*Task requirements*.
Below are some entries. Output each one exactly as it appears.

*Dataset excerpts*.
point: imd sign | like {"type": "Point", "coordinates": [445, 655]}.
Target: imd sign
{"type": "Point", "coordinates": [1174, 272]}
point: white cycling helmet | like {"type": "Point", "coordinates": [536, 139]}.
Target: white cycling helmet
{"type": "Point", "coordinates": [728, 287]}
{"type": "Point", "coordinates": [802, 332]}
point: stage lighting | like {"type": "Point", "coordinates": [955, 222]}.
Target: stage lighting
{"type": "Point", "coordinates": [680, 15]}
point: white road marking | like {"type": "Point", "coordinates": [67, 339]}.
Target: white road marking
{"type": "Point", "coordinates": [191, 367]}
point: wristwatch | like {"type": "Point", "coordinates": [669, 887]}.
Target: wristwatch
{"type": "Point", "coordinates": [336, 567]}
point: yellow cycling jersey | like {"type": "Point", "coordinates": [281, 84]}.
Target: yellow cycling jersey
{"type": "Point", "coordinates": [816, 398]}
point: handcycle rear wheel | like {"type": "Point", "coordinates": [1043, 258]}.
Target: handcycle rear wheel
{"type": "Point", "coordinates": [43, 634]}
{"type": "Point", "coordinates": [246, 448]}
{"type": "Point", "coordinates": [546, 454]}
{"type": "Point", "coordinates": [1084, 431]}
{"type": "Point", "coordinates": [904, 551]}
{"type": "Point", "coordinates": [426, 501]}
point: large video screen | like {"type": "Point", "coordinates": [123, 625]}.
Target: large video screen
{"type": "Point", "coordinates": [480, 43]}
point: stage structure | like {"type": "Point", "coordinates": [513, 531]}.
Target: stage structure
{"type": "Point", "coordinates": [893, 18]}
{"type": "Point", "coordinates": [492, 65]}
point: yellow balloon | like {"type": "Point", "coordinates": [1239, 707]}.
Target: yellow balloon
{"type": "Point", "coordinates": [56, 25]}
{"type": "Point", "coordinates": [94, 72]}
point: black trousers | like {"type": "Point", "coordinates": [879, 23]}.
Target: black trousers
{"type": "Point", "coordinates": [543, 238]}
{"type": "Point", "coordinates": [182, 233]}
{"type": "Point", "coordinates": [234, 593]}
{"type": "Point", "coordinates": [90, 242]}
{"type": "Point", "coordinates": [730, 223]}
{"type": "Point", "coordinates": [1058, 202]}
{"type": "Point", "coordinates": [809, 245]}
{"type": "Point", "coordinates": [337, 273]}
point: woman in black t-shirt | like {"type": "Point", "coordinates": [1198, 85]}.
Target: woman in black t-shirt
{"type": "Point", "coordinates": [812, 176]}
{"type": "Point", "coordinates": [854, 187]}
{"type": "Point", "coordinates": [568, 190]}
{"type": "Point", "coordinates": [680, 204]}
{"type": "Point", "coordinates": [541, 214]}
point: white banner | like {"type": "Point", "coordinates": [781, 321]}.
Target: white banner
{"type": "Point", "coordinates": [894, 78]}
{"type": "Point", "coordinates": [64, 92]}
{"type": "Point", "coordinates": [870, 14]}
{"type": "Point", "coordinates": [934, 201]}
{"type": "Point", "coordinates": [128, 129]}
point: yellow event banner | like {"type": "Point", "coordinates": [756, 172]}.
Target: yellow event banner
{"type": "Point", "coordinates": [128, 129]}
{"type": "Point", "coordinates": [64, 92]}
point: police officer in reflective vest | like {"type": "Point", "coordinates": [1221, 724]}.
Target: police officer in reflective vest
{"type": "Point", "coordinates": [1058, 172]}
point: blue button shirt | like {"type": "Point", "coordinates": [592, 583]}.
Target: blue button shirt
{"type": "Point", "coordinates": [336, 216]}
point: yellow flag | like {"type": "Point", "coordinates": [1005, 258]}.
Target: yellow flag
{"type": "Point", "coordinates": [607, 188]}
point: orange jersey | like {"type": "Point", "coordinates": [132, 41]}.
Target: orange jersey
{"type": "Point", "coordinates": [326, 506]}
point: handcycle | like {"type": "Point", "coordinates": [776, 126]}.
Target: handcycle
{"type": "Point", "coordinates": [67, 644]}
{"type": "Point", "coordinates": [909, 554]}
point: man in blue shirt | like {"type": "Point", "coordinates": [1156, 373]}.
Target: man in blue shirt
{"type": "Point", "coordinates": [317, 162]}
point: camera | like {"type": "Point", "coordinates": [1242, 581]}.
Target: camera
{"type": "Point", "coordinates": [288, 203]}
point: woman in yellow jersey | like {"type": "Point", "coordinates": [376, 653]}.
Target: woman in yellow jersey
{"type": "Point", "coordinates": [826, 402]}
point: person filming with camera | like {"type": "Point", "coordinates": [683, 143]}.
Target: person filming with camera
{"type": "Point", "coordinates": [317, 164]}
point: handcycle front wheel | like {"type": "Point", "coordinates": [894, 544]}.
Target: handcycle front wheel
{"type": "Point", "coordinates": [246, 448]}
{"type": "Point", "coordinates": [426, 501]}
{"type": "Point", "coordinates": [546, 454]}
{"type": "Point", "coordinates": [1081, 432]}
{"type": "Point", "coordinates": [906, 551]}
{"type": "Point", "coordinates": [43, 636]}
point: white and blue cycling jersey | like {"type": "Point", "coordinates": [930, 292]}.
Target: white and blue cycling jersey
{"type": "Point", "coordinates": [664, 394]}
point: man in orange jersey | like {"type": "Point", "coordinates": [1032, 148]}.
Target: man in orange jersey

*Complete output*.
point: imd sign | like {"type": "Point", "coordinates": [445, 655]}.
Target: imd sign
{"type": "Point", "coordinates": [1174, 272]}
point: white cycling helmet | like {"type": "Point", "coordinates": [536, 139]}.
Target: white cycling helmet
{"type": "Point", "coordinates": [728, 287]}
{"type": "Point", "coordinates": [802, 332]}
point: stage lighting | like {"type": "Point", "coordinates": [955, 222]}.
Target: stage lighting
{"type": "Point", "coordinates": [680, 15]}
point: white road marking | like {"type": "Point", "coordinates": [67, 339]}.
Target: white road marking
{"type": "Point", "coordinates": [191, 367]}
point: wristwatch | like {"type": "Point", "coordinates": [669, 887]}.
Target: wristwatch
{"type": "Point", "coordinates": [336, 567]}
point: yellow cycling jersey | like {"type": "Point", "coordinates": [281, 84]}.
Target: yellow cycling jersey
{"type": "Point", "coordinates": [816, 398]}
point: handcycle rear wheel | like {"type": "Point", "coordinates": [1043, 258]}.
Target: handcycle rear wheel
{"type": "Point", "coordinates": [43, 634]}
{"type": "Point", "coordinates": [246, 448]}
{"type": "Point", "coordinates": [546, 454]}
{"type": "Point", "coordinates": [1084, 431]}
{"type": "Point", "coordinates": [904, 551]}
{"type": "Point", "coordinates": [426, 501]}
point: large video screen | like {"type": "Point", "coordinates": [123, 625]}.
Target: large video screen
{"type": "Point", "coordinates": [480, 43]}
point: stage structure | like {"type": "Point", "coordinates": [513, 531]}.
Target: stage structure
{"type": "Point", "coordinates": [893, 18]}
{"type": "Point", "coordinates": [492, 65]}
point: yellow balloon | like {"type": "Point", "coordinates": [1239, 707]}.
Target: yellow balloon
{"type": "Point", "coordinates": [56, 25]}
{"type": "Point", "coordinates": [94, 72]}
point: black trousers | like {"type": "Point", "coordinates": [879, 23]}.
Target: black trousers
{"type": "Point", "coordinates": [543, 238]}
{"type": "Point", "coordinates": [182, 233]}
{"type": "Point", "coordinates": [234, 593]}
{"type": "Point", "coordinates": [90, 242]}
{"type": "Point", "coordinates": [730, 223]}
{"type": "Point", "coordinates": [1058, 202]}
{"type": "Point", "coordinates": [809, 245]}
{"type": "Point", "coordinates": [337, 273]}
point: woman in black t-shirt | like {"type": "Point", "coordinates": [1198, 85]}.
Target: woman in black t-shirt
{"type": "Point", "coordinates": [812, 176]}
{"type": "Point", "coordinates": [854, 187]}
{"type": "Point", "coordinates": [568, 190]}
{"type": "Point", "coordinates": [680, 204]}
{"type": "Point", "coordinates": [541, 214]}
point: white banner | like {"type": "Point", "coordinates": [781, 321]}.
Target: white banner
{"type": "Point", "coordinates": [894, 78]}
{"type": "Point", "coordinates": [64, 92]}
{"type": "Point", "coordinates": [870, 14]}
{"type": "Point", "coordinates": [934, 201]}
{"type": "Point", "coordinates": [128, 129]}
point: yellow event banner | like {"type": "Point", "coordinates": [756, 172]}.
Target: yellow event banner
{"type": "Point", "coordinates": [128, 129]}
{"type": "Point", "coordinates": [64, 92]}
point: police officer in reflective vest | like {"type": "Point", "coordinates": [1221, 724]}.
Target: police officer in reflective vest
{"type": "Point", "coordinates": [1058, 172]}
point: blue button shirt | like {"type": "Point", "coordinates": [592, 583]}.
Target: blue button shirt
{"type": "Point", "coordinates": [336, 216]}
point: yellow flag | like {"type": "Point", "coordinates": [1005, 258]}.
Target: yellow flag
{"type": "Point", "coordinates": [607, 188]}
point: orange jersey | like {"type": "Point", "coordinates": [132, 41]}.
Target: orange jersey
{"type": "Point", "coordinates": [326, 506]}
point: handcycle | like {"type": "Point", "coordinates": [776, 126]}.
Target: handcycle
{"type": "Point", "coordinates": [67, 644]}
{"type": "Point", "coordinates": [909, 554]}
point: man in blue shirt | like {"type": "Point", "coordinates": [1156, 373]}.
Target: man in blue shirt
{"type": "Point", "coordinates": [317, 162]}
point: camera | like {"type": "Point", "coordinates": [1242, 581]}.
Target: camera
{"type": "Point", "coordinates": [288, 203]}
point: woman in yellow jersey | like {"type": "Point", "coordinates": [376, 653]}.
Target: woman in yellow jersey
{"type": "Point", "coordinates": [826, 402]}
point: person filming with camera | like {"type": "Point", "coordinates": [683, 143]}.
Target: person filming with camera
{"type": "Point", "coordinates": [317, 164]}
point: handcycle front wheel | like {"type": "Point", "coordinates": [894, 544]}.
Target: handcycle front wheel
{"type": "Point", "coordinates": [246, 448]}
{"type": "Point", "coordinates": [426, 501]}
{"type": "Point", "coordinates": [546, 454]}
{"type": "Point", "coordinates": [1081, 432]}
{"type": "Point", "coordinates": [906, 551]}
{"type": "Point", "coordinates": [43, 636]}
point: white and blue cycling jersey | like {"type": "Point", "coordinates": [930, 292]}.
Target: white and blue cycling jersey
{"type": "Point", "coordinates": [664, 394]}
point: man in orange jersey | like {"type": "Point", "coordinates": [1032, 148]}.
Target: man in orange jersey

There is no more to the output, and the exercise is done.